Task details: Print the line containing "This photo contains the wooden" and each line after it to the end of the material below. Print nothing else.
Extracted entries Block Start
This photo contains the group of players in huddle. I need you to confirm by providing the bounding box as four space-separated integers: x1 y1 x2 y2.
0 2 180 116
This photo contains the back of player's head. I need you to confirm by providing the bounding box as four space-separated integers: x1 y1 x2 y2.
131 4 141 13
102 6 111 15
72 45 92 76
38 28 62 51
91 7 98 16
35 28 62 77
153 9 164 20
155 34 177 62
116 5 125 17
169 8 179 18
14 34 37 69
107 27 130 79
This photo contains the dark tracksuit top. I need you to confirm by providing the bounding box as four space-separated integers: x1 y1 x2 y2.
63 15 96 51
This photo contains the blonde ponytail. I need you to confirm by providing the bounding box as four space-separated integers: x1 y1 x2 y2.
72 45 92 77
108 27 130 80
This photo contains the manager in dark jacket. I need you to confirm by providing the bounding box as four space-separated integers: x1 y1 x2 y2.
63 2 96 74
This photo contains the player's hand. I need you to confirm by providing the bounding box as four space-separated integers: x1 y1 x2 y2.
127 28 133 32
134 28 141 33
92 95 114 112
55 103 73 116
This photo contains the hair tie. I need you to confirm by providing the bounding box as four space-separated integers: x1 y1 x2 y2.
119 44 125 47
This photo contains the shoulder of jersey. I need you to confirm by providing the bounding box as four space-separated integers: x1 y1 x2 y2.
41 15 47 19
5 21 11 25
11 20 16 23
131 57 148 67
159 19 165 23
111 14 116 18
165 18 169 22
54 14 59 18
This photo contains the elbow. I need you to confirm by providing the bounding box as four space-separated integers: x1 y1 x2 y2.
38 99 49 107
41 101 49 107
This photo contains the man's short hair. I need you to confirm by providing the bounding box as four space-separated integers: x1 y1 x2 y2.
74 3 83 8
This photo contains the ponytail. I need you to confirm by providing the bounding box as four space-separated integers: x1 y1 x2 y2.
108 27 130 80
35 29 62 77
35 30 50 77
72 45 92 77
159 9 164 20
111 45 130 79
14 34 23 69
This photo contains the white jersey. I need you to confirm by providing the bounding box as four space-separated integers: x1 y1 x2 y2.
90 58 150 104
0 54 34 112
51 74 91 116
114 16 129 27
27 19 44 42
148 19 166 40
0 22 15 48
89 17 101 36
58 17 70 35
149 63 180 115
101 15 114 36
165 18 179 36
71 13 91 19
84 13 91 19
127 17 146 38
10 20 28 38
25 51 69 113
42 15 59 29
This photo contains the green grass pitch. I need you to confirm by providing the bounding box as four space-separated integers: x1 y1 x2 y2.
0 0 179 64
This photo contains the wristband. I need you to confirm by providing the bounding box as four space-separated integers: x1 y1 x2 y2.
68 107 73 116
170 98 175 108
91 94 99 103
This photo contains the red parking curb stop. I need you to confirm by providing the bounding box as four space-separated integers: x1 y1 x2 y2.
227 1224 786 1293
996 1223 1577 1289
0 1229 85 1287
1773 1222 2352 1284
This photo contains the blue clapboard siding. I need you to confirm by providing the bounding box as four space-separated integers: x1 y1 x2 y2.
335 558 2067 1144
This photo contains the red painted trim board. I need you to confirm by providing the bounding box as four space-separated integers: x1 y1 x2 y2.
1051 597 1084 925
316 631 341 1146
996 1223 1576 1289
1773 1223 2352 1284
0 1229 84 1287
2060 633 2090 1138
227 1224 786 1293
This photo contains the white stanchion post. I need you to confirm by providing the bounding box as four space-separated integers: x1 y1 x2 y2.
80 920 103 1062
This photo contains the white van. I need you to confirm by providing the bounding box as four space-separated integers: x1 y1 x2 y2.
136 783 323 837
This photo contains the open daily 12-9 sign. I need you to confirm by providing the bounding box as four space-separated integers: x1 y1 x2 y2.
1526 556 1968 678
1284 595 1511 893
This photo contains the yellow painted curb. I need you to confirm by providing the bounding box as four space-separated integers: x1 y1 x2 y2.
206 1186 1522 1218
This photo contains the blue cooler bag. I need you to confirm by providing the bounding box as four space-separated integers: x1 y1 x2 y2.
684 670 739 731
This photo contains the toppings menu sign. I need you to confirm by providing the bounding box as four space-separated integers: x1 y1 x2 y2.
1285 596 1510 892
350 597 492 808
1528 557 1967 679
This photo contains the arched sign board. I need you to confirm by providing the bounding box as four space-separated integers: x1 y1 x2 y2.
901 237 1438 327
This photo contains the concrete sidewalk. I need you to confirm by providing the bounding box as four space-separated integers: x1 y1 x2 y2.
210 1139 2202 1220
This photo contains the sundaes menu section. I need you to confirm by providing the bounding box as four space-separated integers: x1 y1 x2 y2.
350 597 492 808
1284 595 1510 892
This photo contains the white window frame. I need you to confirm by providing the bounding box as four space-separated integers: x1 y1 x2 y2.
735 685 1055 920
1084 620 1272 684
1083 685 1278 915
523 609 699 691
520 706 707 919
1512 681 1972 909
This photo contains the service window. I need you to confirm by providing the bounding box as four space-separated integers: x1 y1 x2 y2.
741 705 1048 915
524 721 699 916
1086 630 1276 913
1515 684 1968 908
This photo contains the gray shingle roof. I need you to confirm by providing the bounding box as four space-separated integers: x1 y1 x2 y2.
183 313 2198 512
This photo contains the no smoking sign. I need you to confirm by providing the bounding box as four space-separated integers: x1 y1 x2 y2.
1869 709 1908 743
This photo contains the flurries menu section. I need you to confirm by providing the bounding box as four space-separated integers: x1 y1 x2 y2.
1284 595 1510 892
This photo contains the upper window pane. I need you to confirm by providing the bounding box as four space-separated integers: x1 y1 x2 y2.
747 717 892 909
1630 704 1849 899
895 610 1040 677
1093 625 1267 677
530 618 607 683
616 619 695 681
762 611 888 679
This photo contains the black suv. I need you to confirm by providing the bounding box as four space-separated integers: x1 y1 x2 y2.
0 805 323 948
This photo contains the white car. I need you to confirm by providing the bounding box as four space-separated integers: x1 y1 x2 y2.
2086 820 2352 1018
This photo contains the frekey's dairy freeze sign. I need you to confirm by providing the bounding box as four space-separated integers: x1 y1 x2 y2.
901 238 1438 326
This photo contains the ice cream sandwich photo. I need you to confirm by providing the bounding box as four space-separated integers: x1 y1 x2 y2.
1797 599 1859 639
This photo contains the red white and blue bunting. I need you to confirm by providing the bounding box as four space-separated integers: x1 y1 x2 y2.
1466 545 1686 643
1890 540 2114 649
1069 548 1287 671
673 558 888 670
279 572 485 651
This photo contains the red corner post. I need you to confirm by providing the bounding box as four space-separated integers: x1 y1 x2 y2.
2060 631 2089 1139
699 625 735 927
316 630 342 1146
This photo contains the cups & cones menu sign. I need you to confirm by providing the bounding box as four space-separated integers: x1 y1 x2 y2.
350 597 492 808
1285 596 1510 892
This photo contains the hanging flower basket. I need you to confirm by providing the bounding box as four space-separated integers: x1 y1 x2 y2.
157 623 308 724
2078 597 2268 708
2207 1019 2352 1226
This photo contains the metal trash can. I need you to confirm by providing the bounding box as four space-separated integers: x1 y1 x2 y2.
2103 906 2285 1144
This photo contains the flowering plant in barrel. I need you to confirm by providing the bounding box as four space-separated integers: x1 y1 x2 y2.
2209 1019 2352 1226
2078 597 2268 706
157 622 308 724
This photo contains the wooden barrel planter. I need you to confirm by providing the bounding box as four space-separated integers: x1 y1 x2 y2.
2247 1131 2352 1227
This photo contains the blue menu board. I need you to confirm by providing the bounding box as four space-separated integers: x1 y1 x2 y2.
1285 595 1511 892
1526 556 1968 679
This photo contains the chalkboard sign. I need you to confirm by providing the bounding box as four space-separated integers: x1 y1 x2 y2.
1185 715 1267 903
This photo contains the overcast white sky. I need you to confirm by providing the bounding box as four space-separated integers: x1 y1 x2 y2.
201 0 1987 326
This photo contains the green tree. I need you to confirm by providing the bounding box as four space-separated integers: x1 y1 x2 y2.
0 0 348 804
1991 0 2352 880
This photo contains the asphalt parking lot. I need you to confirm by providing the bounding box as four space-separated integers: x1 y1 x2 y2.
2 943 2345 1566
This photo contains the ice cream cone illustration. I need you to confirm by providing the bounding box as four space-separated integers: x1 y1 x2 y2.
Extracted entries Block End
Problem solution:
This photo contains the wooden barrel planter. I need you to confirm by providing the bounding box as four space-separated integers: x1 y1 x2 y2.
2247 1131 2352 1227
This photo contains the blue menu board. I need you to confirm by providing the bounding box as four space-separated integers: x1 y1 x2 y2.
1285 595 1511 892
1526 556 1968 679
This photo contains the chalkboard sign. I need you to confirm by providing the bounding box as four space-separated integers: x1 y1 x2 y2.
1185 715 1267 903
This photo contains the overcast white sky. I need you to confirm by providing the bounding box as four space-separated integers: x1 y1 x2 y2.
201 0 1987 326
This photo contains the green tree. I need you to confirm by providing the bounding box as four space-separated integers: x1 y1 x2 y2.
0 0 348 804
1991 0 2352 880
This photo contains the asphalt parking lot. I need you to confirm by providing the bounding box as four space-separated integers: x1 y1 x2 y2.
2 943 2345 1566
This photo contains the ice cream cone illustration. I need you to confirm by providing the bounding box as four space-separated integers: x1 y1 x2 y2.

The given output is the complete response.